Image outline entries
----------

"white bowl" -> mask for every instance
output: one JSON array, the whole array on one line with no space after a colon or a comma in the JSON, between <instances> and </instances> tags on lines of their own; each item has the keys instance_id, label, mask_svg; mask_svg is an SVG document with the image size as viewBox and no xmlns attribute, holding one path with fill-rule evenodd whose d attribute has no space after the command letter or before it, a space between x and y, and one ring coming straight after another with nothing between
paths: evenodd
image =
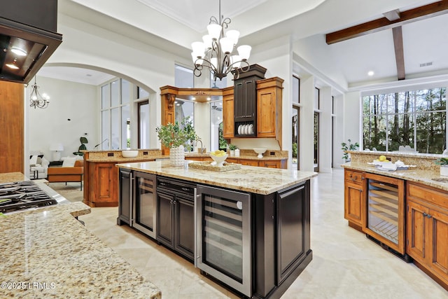
<instances>
[{"instance_id":1,"label":"white bowl","mask_svg":"<svg viewBox=\"0 0 448 299\"><path fill-rule=\"evenodd\" d=\"M253 151L258 154L257 157L258 157L260 159L263 158L263 153L265 153L266 151L267 148L253 148Z\"/></svg>"},{"instance_id":2,"label":"white bowl","mask_svg":"<svg viewBox=\"0 0 448 299\"><path fill-rule=\"evenodd\" d=\"M224 155L220 155L220 156L210 154L210 157L211 157L214 161L215 161L215 162L216 163L216 166L223 166L223 163L224 163L224 161L225 161L225 159L227 159L228 156L229 156L229 154L227 153L226 153Z\"/></svg>"},{"instance_id":3,"label":"white bowl","mask_svg":"<svg viewBox=\"0 0 448 299\"><path fill-rule=\"evenodd\" d=\"M139 155L139 151L126 150L122 151L121 154L123 158L135 158Z\"/></svg>"}]
</instances>

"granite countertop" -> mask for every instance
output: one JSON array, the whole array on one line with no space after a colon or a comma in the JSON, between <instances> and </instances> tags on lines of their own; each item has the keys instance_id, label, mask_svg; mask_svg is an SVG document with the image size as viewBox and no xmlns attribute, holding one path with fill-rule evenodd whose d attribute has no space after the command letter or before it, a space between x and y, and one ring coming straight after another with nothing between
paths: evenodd
<instances>
[{"instance_id":1,"label":"granite countertop","mask_svg":"<svg viewBox=\"0 0 448 299\"><path fill-rule=\"evenodd\" d=\"M258 194L270 194L310 179L316 172L241 165L241 169L214 172L189 168L193 161L186 160L183 167L173 167L169 160L118 164L132 170L202 183Z\"/></svg>"},{"instance_id":2,"label":"granite countertop","mask_svg":"<svg viewBox=\"0 0 448 299\"><path fill-rule=\"evenodd\" d=\"M19 176L0 174L0 180ZM1 297L160 298L155 286L74 218L90 212L69 202L0 217Z\"/></svg>"},{"instance_id":3,"label":"granite countertop","mask_svg":"<svg viewBox=\"0 0 448 299\"><path fill-rule=\"evenodd\" d=\"M134 161L142 161L148 160L155 159L167 159L167 155L148 155L146 157L135 157L135 158L124 158L121 155L117 157L99 157L92 158L86 159L88 162L134 162Z\"/></svg>"},{"instance_id":4,"label":"granite countertop","mask_svg":"<svg viewBox=\"0 0 448 299\"><path fill-rule=\"evenodd\" d=\"M199 157L199 158L209 158L210 153L186 153L185 158L186 160L188 160L188 158L193 157ZM236 157L234 155L229 155L227 159L244 159L244 160L256 160L260 161L266 161L266 160L287 160L288 157L278 157L278 156L263 156L261 159L258 158L256 155L239 155L239 157Z\"/></svg>"},{"instance_id":5,"label":"granite countertop","mask_svg":"<svg viewBox=\"0 0 448 299\"><path fill-rule=\"evenodd\" d=\"M384 171L378 170L374 165L371 165L367 162L349 162L343 164L342 167L371 172L386 176L391 176L404 180L420 183L426 186L448 191L448 177L441 176L440 171L434 169L409 168L407 170ZM447 182L433 181L433 179L447 179Z\"/></svg>"}]
</instances>

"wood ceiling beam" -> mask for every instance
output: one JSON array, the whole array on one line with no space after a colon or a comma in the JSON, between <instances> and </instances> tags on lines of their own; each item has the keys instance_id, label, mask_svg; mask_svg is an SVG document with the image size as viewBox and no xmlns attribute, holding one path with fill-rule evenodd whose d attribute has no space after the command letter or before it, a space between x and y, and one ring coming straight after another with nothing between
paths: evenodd
<instances>
[{"instance_id":1,"label":"wood ceiling beam","mask_svg":"<svg viewBox=\"0 0 448 299\"><path fill-rule=\"evenodd\" d=\"M395 48L395 60L397 63L397 76L398 80L405 80L405 53L403 51L403 34L401 26L392 28L393 34L393 48Z\"/></svg>"},{"instance_id":2,"label":"wood ceiling beam","mask_svg":"<svg viewBox=\"0 0 448 299\"><path fill-rule=\"evenodd\" d=\"M398 20L388 20L386 18L382 18L374 20L373 21L329 33L326 34L326 39L327 43L330 45L445 13L448 13L448 0L442 0L400 12L400 18Z\"/></svg>"}]
</instances>

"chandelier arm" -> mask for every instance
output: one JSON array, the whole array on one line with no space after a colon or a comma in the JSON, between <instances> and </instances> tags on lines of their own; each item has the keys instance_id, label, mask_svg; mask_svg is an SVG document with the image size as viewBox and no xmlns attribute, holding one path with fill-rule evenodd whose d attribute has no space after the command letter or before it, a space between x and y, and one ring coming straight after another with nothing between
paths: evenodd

----------

Exercise directions: Show each line of the listing above that contains the string "beam". Case counts.

Exercise answer:
"wood ceiling beam" -> mask for every instance
[{"instance_id":1,"label":"wood ceiling beam","mask_svg":"<svg viewBox=\"0 0 448 299\"><path fill-rule=\"evenodd\" d=\"M395 48L395 60L397 63L397 76L398 80L405 80L405 53L403 51L403 34L401 26L392 28L393 34L393 48Z\"/></svg>"},{"instance_id":2,"label":"wood ceiling beam","mask_svg":"<svg viewBox=\"0 0 448 299\"><path fill-rule=\"evenodd\" d=\"M398 20L388 20L386 18L382 18L374 20L373 21L329 33L326 34L326 39L327 43L330 45L445 13L448 13L448 0L442 0L400 12L400 18Z\"/></svg>"}]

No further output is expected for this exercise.